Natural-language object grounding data

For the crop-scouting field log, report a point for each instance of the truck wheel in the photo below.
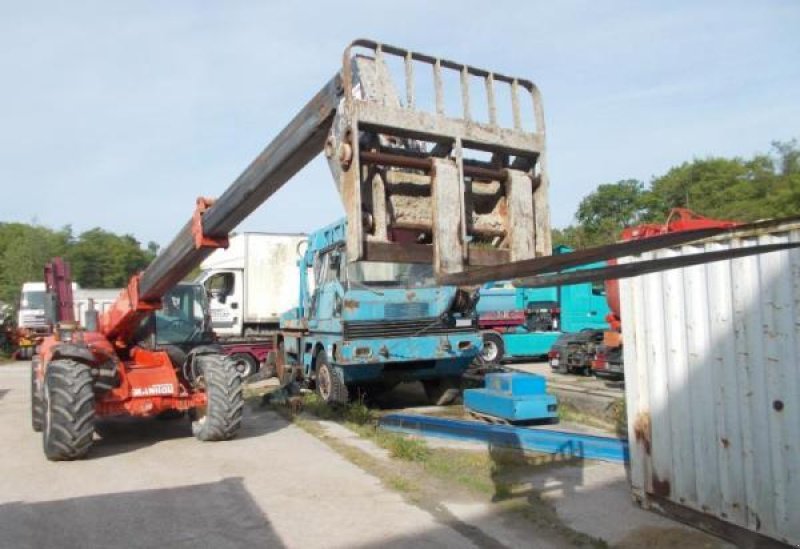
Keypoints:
(330, 385)
(221, 417)
(37, 402)
(244, 363)
(68, 410)
(441, 392)
(493, 349)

## Work instruction
The whole of the data above needs retyping exactly, with pictures omitted.

## Response
For the crop-scouting field log, report a point for each instance of the truck wheel in the photo below.
Keypoints:
(330, 385)
(221, 417)
(37, 402)
(244, 363)
(68, 410)
(441, 392)
(493, 349)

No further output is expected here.